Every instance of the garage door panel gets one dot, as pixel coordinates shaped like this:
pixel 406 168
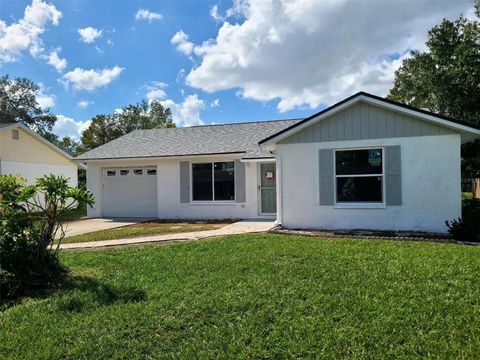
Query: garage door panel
pixel 130 192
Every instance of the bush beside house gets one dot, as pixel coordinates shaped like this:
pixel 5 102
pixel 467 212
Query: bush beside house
pixel 30 219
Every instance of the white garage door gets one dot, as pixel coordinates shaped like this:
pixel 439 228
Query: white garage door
pixel 130 192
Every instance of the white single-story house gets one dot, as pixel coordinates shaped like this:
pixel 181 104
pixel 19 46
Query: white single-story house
pixel 25 153
pixel 363 163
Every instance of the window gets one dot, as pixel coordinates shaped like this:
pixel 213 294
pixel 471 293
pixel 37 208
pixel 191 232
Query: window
pixel 15 134
pixel 213 181
pixel 359 176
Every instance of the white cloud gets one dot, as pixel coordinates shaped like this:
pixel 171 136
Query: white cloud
pixel 90 80
pixel 144 14
pixel 84 104
pixel 66 126
pixel 25 33
pixel 307 53
pixel 183 45
pixel 56 61
pixel 45 101
pixel 89 34
pixel 155 90
pixel 186 113
pixel 239 7
pixel 215 103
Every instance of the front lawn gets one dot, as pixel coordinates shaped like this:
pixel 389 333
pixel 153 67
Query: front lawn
pixel 256 296
pixel 157 227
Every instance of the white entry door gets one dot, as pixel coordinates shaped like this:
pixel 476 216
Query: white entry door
pixel 130 192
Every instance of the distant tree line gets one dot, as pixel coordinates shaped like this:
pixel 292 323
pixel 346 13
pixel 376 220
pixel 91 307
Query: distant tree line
pixel 19 103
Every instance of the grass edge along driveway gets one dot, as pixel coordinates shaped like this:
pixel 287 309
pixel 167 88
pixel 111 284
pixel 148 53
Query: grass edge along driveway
pixel 256 296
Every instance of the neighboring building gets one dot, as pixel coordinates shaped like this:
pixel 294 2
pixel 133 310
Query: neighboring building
pixel 27 154
pixel 364 163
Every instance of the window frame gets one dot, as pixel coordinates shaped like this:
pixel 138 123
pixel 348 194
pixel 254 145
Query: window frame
pixel 354 204
pixel 213 183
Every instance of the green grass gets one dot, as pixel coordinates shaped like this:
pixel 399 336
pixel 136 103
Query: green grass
pixel 257 296
pixel 144 229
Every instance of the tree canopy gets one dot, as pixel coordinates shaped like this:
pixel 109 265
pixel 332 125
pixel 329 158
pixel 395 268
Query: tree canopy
pixel 445 79
pixel 143 115
pixel 19 103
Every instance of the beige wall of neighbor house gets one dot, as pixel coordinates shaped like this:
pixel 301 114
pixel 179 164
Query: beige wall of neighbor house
pixel 28 149
pixel 30 157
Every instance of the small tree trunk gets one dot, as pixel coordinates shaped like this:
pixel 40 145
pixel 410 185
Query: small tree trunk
pixel 476 188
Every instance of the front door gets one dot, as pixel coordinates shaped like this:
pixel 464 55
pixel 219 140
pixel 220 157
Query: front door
pixel 268 192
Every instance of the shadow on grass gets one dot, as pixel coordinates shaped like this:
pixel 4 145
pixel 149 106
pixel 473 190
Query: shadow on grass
pixel 80 293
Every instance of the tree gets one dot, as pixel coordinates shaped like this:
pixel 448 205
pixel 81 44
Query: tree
pixel 67 143
pixel 19 103
pixel 144 115
pixel 446 79
pixel 101 130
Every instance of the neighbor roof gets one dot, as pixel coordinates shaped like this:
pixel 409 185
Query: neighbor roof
pixel 461 126
pixel 239 138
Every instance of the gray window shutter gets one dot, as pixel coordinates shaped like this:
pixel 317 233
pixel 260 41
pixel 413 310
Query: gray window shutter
pixel 393 175
pixel 326 177
pixel 184 182
pixel 240 193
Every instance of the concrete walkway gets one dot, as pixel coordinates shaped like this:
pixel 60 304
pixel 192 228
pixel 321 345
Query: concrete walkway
pixel 84 226
pixel 240 227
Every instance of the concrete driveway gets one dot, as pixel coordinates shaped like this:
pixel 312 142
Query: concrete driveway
pixel 240 227
pixel 85 226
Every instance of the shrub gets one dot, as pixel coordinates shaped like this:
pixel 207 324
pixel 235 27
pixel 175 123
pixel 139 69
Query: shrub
pixel 30 219
pixel 467 228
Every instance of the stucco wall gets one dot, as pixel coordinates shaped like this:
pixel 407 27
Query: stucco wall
pixel 168 179
pixel 430 186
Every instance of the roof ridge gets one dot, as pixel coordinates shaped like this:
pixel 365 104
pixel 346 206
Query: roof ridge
pixel 228 124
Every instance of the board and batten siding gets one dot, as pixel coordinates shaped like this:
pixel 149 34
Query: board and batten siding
pixel 364 121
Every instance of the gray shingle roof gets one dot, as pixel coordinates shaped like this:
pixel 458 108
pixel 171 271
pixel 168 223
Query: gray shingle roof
pixel 196 140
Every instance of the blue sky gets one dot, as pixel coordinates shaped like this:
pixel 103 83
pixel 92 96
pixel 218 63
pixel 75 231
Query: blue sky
pixel 210 61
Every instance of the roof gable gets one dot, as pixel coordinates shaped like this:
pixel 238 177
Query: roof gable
pixel 362 121
pixel 4 127
pixel 366 116
pixel 29 147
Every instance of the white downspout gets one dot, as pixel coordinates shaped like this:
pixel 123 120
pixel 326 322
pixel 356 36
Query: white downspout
pixel 279 220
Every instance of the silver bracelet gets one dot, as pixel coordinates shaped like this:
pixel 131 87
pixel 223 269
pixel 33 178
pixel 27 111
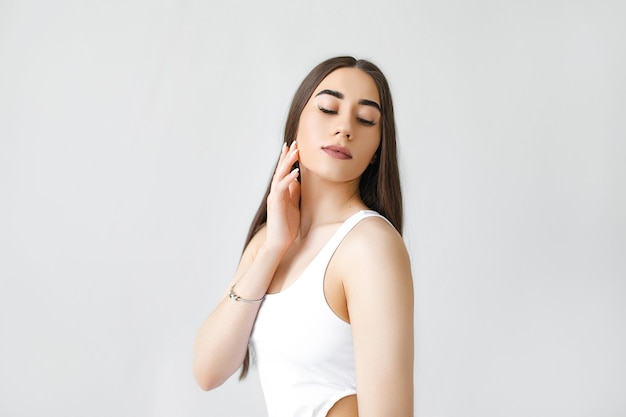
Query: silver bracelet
pixel 233 296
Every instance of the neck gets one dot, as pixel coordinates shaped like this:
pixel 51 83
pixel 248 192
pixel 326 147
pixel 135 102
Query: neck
pixel 323 201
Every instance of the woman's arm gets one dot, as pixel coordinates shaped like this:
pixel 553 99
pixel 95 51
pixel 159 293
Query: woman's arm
pixel 222 340
pixel 379 294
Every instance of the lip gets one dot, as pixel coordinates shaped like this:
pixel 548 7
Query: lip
pixel 338 152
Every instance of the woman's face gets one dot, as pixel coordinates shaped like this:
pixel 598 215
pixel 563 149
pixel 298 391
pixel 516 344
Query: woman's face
pixel 339 128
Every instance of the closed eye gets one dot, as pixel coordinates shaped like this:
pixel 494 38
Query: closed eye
pixel 366 122
pixel 323 110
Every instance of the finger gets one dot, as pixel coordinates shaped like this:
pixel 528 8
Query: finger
pixel 283 184
pixel 286 163
pixel 294 192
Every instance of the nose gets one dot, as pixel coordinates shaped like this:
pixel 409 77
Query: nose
pixel 344 127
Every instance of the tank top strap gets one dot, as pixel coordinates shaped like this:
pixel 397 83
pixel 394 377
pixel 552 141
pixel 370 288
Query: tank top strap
pixel 345 228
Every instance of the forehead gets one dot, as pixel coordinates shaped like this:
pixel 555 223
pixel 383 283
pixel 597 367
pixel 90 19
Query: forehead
pixel 352 82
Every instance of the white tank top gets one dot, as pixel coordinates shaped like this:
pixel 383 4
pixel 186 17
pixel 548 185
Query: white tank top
pixel 303 350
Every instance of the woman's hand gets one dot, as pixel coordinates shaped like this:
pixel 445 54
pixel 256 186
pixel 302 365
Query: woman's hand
pixel 283 201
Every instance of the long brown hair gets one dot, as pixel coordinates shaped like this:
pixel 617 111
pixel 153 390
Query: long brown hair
pixel 380 183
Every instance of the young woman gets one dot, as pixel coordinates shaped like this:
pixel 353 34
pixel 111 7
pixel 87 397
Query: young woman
pixel 323 294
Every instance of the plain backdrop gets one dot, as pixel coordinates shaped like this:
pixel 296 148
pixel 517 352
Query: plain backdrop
pixel 136 139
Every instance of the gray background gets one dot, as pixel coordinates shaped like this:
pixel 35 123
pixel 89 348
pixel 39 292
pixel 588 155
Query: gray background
pixel 136 139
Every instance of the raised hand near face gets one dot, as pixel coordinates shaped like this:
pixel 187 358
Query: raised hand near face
pixel 283 201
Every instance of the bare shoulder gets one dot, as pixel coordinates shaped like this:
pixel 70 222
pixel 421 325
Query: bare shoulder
pixel 373 259
pixel 374 242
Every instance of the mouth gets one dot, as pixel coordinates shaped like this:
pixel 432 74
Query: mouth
pixel 338 152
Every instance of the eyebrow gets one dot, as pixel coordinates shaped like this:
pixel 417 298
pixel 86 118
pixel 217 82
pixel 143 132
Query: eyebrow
pixel 339 95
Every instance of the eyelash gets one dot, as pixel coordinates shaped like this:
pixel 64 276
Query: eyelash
pixel 364 121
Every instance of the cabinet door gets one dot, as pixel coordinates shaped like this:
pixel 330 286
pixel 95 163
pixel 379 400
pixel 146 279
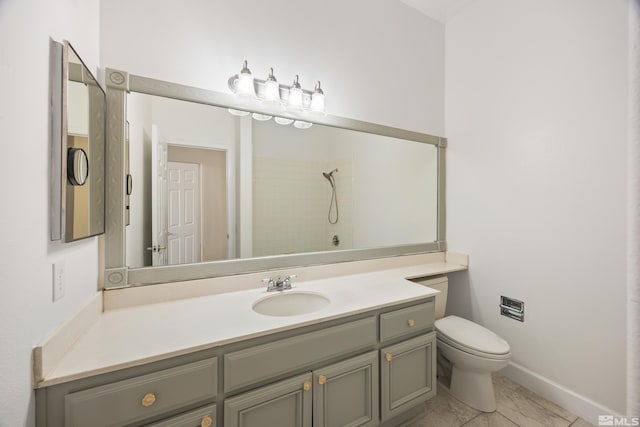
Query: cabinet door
pixel 408 374
pixel 284 404
pixel 346 394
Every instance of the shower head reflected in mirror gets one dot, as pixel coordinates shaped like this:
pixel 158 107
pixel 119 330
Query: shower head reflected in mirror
pixel 334 196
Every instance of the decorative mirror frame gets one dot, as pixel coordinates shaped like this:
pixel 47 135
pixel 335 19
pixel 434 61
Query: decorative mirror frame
pixel 118 275
pixel 62 174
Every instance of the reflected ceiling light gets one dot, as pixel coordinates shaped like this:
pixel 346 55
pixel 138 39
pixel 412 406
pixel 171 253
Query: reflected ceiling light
pixel 283 121
pixel 270 96
pixel 302 125
pixel 317 100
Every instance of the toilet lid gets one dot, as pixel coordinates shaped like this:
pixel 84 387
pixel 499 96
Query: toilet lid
pixel 471 335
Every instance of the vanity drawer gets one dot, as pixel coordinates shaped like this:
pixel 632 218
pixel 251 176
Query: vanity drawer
pixel 245 367
pixel 203 417
pixel 141 397
pixel 407 320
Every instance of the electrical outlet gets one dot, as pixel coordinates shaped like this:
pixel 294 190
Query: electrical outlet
pixel 58 280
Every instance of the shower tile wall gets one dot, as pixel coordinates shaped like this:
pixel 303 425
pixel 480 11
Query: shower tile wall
pixel 290 206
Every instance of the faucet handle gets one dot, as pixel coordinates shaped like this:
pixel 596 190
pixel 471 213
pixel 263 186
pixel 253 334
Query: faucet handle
pixel 271 285
pixel 286 283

———

- **Exercise details**
Convert the records into a Markdown table with the columns Row and Line, beginning at the line that contains "Every instance of the beige" and stopping after the line that contains "pixel 476 188". Number each nonblank line in order and leave out any blank lines.

- **Full output**
| Row | Line |
|---|---|
| 1 | Every instance of the beige wall of neighbor house gets one dot, as pixel coordinates shaped like this: |
| 2 | pixel 301 114 |
| 3 | pixel 179 164 |
| 4 | Query: beige wall of neighbor house |
| 5 | pixel 28 149 |
| 6 | pixel 30 157 |
| 7 | Every instance of the small tree trunk gets one dot, as pixel coordinates shaped like this: |
| 8 | pixel 40 145 |
| 9 | pixel 410 185 |
| 10 | Query: small tree trunk |
| 11 | pixel 476 188 |